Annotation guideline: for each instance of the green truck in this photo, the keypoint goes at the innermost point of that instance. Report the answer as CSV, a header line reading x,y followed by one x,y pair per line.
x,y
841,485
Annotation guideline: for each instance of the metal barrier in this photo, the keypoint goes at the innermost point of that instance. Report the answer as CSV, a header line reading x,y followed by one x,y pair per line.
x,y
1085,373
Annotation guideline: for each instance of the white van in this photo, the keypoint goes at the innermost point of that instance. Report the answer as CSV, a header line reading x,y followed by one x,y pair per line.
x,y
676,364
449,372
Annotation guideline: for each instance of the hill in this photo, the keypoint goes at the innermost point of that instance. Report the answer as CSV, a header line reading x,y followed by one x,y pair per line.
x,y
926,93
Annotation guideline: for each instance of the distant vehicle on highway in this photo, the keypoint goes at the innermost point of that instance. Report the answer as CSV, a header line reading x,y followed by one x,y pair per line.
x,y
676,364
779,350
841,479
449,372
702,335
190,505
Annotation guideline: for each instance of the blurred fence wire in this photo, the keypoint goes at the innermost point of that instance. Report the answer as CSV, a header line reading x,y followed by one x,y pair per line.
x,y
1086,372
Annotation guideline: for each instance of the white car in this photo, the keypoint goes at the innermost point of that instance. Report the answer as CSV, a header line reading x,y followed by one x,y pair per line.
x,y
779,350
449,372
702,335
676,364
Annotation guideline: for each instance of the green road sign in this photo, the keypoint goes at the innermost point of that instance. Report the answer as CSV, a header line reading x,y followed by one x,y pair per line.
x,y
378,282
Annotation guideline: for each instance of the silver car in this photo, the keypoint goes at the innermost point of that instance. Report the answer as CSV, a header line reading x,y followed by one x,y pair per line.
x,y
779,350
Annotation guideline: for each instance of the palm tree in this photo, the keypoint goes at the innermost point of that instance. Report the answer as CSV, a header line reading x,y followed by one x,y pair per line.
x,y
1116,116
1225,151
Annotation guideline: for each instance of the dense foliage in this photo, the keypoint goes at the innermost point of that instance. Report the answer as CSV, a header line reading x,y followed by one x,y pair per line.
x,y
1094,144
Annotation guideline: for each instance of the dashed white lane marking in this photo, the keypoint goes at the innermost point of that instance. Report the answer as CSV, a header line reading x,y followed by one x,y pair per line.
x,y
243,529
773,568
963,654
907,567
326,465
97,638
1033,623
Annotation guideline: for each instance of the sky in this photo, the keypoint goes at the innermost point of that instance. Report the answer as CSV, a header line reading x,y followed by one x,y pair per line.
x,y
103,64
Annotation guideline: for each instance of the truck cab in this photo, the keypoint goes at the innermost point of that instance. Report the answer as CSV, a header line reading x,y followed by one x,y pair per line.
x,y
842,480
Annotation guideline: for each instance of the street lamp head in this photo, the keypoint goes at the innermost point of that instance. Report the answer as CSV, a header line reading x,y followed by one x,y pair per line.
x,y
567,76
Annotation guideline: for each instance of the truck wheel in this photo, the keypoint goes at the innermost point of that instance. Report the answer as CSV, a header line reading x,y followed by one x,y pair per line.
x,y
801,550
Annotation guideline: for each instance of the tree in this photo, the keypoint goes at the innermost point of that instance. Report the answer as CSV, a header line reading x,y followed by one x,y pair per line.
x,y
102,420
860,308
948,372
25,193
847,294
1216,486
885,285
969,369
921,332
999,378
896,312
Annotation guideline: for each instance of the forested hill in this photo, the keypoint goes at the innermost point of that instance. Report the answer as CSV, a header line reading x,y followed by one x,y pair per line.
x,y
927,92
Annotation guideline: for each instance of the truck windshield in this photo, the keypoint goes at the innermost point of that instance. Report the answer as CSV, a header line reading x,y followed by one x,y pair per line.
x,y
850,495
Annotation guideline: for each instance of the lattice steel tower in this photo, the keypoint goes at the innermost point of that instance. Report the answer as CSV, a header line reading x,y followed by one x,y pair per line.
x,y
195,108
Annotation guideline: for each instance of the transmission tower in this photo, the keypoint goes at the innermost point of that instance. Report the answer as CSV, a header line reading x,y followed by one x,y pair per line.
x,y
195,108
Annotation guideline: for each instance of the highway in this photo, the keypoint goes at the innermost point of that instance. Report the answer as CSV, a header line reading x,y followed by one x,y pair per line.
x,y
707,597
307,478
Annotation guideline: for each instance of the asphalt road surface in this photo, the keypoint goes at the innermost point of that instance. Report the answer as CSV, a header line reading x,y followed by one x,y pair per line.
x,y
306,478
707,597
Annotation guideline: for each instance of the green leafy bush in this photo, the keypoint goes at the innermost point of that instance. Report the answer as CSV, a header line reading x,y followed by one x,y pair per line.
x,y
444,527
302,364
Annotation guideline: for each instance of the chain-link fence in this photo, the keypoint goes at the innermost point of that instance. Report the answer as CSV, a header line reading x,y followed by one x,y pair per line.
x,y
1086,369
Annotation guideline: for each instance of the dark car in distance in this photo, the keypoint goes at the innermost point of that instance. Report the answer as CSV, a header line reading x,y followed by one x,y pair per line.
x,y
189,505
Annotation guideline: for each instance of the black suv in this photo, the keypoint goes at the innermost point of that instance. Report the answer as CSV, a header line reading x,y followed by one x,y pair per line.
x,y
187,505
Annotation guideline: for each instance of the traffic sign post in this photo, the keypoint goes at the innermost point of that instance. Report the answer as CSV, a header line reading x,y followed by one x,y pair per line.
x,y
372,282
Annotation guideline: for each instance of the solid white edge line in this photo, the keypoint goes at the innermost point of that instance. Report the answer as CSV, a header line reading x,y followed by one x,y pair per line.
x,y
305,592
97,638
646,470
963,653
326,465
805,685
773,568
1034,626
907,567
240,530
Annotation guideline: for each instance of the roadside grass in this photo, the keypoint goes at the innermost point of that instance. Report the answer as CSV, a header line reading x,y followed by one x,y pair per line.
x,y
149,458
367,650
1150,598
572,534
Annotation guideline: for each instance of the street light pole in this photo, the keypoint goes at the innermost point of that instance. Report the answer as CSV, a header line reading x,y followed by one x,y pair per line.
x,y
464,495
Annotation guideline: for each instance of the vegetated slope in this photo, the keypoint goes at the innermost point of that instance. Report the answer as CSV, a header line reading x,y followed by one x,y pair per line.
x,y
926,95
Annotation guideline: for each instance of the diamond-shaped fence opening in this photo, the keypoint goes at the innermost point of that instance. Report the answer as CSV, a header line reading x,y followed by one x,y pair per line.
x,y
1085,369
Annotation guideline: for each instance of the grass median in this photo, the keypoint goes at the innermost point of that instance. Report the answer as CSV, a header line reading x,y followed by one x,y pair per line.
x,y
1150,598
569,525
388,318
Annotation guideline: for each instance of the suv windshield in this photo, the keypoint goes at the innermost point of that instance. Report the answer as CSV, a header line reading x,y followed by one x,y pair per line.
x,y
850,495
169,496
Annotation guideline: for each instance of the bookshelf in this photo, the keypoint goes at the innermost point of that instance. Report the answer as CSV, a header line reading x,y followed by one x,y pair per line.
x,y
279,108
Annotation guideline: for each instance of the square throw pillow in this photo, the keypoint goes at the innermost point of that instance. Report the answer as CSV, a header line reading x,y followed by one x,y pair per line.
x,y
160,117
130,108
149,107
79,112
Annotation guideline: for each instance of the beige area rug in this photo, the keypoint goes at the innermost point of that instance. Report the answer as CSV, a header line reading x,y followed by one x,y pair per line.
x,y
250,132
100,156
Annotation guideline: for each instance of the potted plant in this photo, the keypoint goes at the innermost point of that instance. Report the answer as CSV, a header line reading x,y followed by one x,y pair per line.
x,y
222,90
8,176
******************************
Task details: The records above must be output exactly, in full.

Answer to this exercise:
Annotation guideline: for each instance of the green truck in this photo, the keypoint goes at the innermost point of that instance. Report the answer as CSV, a header line reading x,y followed by one x,y pair per line.
x,y
841,485
Annotation guideline: for each instance of the metal barrier in this photo, the keypoint goes at the innermost point of that instance. Report the answer as CSV, a header line reading x,y followed by one x,y pair per line.
x,y
1085,373
Annotation guideline: for each instance of the white van in this photo, the keypoint goes at the innermost point of that instance. Report the answer as CSV, a header line reading x,y followed by one x,y pair per line.
x,y
676,364
449,372
Annotation guideline: for each instance of the hill in this photo, the keypoint goes at the innermost point of that instance. Report the answer as CSV, a header line reading x,y followed by one x,y pair per line.
x,y
926,93
Annotation guideline: for each instance of the distant vehicle on highway in this photo, the keypoint goes at the innermost point of that instance. Report the answer as CSV, a header line reading x,y followed by one x,y pair per line.
x,y
676,364
779,350
841,479
449,372
702,335
190,505
Annotation guideline: for each instance of the blurred fence wire in this photo, the keypoint goes at the innermost point of that instance. Report the answer as CSV, a header line reading x,y followed by one x,y pair per line.
x,y
1086,372
Annotation guideline: for each instance of the white car in this photo, the keypoint goes at the innermost point of that instance. Report the answer as CSV, a header line reading x,y followed by one x,y pair per line.
x,y
779,350
449,372
702,335
676,364
Annotation guideline: for each instance of the green road sign in this photo, the keypoint goes at the innermost point of that instance. Report the answer as CSV, a header line reading x,y followed by one x,y pair per line.
x,y
378,282
Annotation guideline: for each instance of the silver car in this photo, the keypoint goes at the innermost point of that instance. Report the answer as CSV, a header line reading x,y followed by one x,y pair per line.
x,y
779,350
Annotation guideline: for each instance of the palm tree in this photo, the keypoint goes at the innermost point of that instance. Report the answer as CSV, a header line reading x,y followed by one x,y pair per line.
x,y
1116,116
1225,151
Annotation guideline: for each instance of the dense foliage in this photo, the keypoint goes at the innermost point of that instance. Report the answer as CSV, a header line reading x,y followed by one x,y pair per line.
x,y
1094,144
Annotation guideline: for each instance of the dashed white lane marking in this photo, the keypoint goes at the innermost point of that instance. Report the answer as CSV, a header line reading x,y followed by one x,y pair per line.
x,y
243,529
773,568
963,654
907,567
326,465
97,638
1033,623
Annotation guideline: for each instance of the sky in this photo, the keypoint goes at the innermost point of that instance. Report the answer as CSV, a header line reading x,y followed by one x,y pair per line.
x,y
103,64
Annotation guideline: for each instance of the truck cab in this photo, the keypoint goes at the innermost point of that instance. Report the answer as CSV, a header line reading x,y followed by one x,y pair per line.
x,y
842,480
Annotation guideline: for each instance of the street lamp head in this photo, the keypoint goes at the innermost point of that instance. Report the answer as CSV, a header line reading x,y followed by one x,y pair per line.
x,y
567,76
Annotation guideline: for each instance of the truck wheel in this photo, the keypoint goes at the innermost point of that instance. Report the answer as CSV, a header line reading x,y followed by one x,y pair per line.
x,y
801,550
Annotation guideline: for each instance of the tree in this photo, the keypoint goes at the innermost point of that instance. Report the answer as CSV, a header line reading x,y followed by one x,y pair per line.
x,y
102,420
860,308
948,372
25,193
847,294
1216,486
885,285
969,369
921,332
999,378
896,312
Annotation guideline: for each instance of the forested hill in this photo, the keypoint goes at the innermost point of that instance. Report the answer as CSV, a header line reading x,y followed by one x,y pair per line.
x,y
927,92
Annotation guideline: for each instance of the truck windshield in this photo, the keypoint goes at the innermost point of that instance. Report the answer as CSV, a header line reading x,y followed by one x,y pair per line.
x,y
850,495
Annotation guideline: for each instance of the lattice steel tower in this photo, the keypoint goes at the innermost point of that instance. Report the answer as CSV, a header line reading x,y followed by one x,y pair per line.
x,y
195,108
Annotation guideline: for each instance of the transmission tower in this photo, the keypoint goes at the innermost point of that instance. Report the answer as CSV, a header line reading x,y followed by one x,y pair per line.
x,y
195,108
Annotation guideline: for each instance of the highway in this photo, the keypoint goes at the innermost point of that instance. Report the answer as CSV, a header line reading x,y followed by one x,y pair per line.
x,y
707,597
307,478
Annotation guideline: for each instance of the asphalt road surface in this photo, the keypoint goes at the innermost point of that instance. Report the answer as CSV, a header line reading x,y followed by one x,y pair per line.
x,y
306,478
707,597
Annotation guideline: for each instance of the green leafy bush in this photo, the keypoint goes at the innermost point of that instance. Report the answer as CSV, a header line reading x,y followed by one x,y pair per line.
x,y
444,527
302,364
Annotation guideline: for each instance of the chain-link fence in this photo, the keypoint goes at the innermost point of that instance. Report the answer as CSV, a header line reading x,y followed by one x,y pair per line.
x,y
1086,369
Annotation guideline: for each instance of the dark car in distance in this photo, the keypoint goes at the innermost point of that instance. Report the answer as CSV, a header line reading x,y followed by one x,y pair per line.
x,y
189,505
Annotation guideline: for each instance of the black suv in this photo, the keypoint goes at the innermost point of that instance. Report the answer as CSV, a header line reading x,y followed by one x,y pair per line.
x,y
187,505
Annotation guideline: for each instance of the traffic sign post in this photo, the keypoint goes at the innermost point of that instance. Report the answer as CSV, a header line reading x,y followed by one x,y pair per line.
x,y
372,282
Annotation guideline: for each instance of the solid white edge line in this photo, the keypoint goes at the innermost point of that instance. Report the answer as CSV, a header line reading x,y followed by one x,y pair per line.
x,y
305,592
97,638
646,470
963,653
326,465
805,685
773,568
1034,626
907,567
240,530
Annotation guideline: for each instance of the roadside grass in this photo, the keypoint goes at the innermost point of that instance. Report the answer as CSV, a header line reading x,y followed by one x,y pair per line.
x,y
149,458
367,650
1150,598
572,534
Annotation guideline: for each instance of the street light pole in this photo, the keypoint goes at the innermost point of that instance. Report the answer as CSV, a header line reading x,y followed by one x,y pair per line.
x,y
464,495
Annotation guideline: for each instance of the vegetated slope in this photo, the keypoint goes at the innermost point of that instance. Report the answer as CSV, a header line reading x,y followed by one x,y pair per line.
x,y
926,95
Annotation guideline: for each instance of the diamond-shaped fence opening in this photo, the keypoint goes at the innermost point of that instance. Report the answer as CSV, a header line reading x,y followed by one x,y pair per line.
x,y
1085,369
Annotation guideline: for each instance of the grass median in this photo, the keypoint goes at the innermost point of that instance. Report the answer as CSV, a header line reading x,y followed by one x,y pair per line.
x,y
1150,598
569,525
388,318
Annotation guideline: for each instance of the suv windshield in this photo, the keypoint goes at the innermost point of that instance. Report the answer as CSV, a header line reading x,y followed by one x,y pair per line.
x,y
850,495
169,496
Annotation guideline: for each instance of the bookshelf in this photo, the keypoint goes at the innermost point of that instance. Report the answer as CSV, a header line reading x,y followed by one x,y pair per line.
x,y
279,108
Annotation guideline: for each instance of the square throw pillow in this photo, the keypoint goes at the innermost point of that instance. Report the answer as CSV, a header line reading x,y followed by one x,y pair per line.
x,y
160,117
130,108
149,107
79,112
Annotation guideline: for each instance of the beige area rug in this photo, the keypoint goes at the innermost point of that instance. Report the answer as CSV, a header line reading x,y followed by one x,y pair per line.
x,y
250,132
100,156
Annotation guideline: for each instance of the potted plant in this photo, the keypoint goes at the innermost point of that instance. Report the answer as CSV, a header line reading x,y followed by one x,y pair per line.
x,y
222,90
8,176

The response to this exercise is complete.